▶ **Short exercise**: Return every one of the rows below unchanged, character for character.

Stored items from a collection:
start
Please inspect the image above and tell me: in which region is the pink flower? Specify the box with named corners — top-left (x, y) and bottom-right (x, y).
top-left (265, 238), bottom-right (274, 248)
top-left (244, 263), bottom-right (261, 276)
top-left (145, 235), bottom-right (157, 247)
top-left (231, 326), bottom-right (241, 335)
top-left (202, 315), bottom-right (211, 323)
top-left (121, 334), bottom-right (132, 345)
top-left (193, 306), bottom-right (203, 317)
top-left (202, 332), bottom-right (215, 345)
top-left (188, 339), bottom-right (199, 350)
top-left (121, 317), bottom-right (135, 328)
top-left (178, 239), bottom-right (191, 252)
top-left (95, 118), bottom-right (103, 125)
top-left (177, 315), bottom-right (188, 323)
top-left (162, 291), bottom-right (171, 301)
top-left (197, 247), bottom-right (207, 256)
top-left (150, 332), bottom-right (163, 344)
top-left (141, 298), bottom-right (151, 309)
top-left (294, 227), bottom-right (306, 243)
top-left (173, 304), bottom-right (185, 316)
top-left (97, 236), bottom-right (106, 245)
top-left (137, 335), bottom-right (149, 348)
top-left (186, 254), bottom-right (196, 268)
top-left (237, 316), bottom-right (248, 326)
end
▶ **Response**:
Please inspect the image above and tell me: in which region is the pink flower? Specify the box with named corners — top-left (x, y) and bottom-right (x, y).
top-left (265, 238), bottom-right (274, 248)
top-left (244, 263), bottom-right (261, 276)
top-left (145, 235), bottom-right (157, 247)
top-left (231, 326), bottom-right (241, 335)
top-left (202, 315), bottom-right (211, 323)
top-left (121, 334), bottom-right (132, 345)
top-left (193, 306), bottom-right (203, 317)
top-left (202, 332), bottom-right (215, 345)
top-left (188, 339), bottom-right (199, 350)
top-left (121, 317), bottom-right (135, 328)
top-left (178, 239), bottom-right (191, 252)
top-left (95, 118), bottom-right (103, 125)
top-left (177, 315), bottom-right (188, 323)
top-left (162, 291), bottom-right (171, 301)
top-left (197, 247), bottom-right (207, 256)
top-left (150, 332), bottom-right (163, 344)
top-left (141, 298), bottom-right (151, 309)
top-left (294, 227), bottom-right (306, 243)
top-left (173, 304), bottom-right (185, 316)
top-left (97, 236), bottom-right (106, 245)
top-left (137, 335), bottom-right (149, 348)
top-left (186, 254), bottom-right (196, 268)
top-left (237, 316), bottom-right (248, 326)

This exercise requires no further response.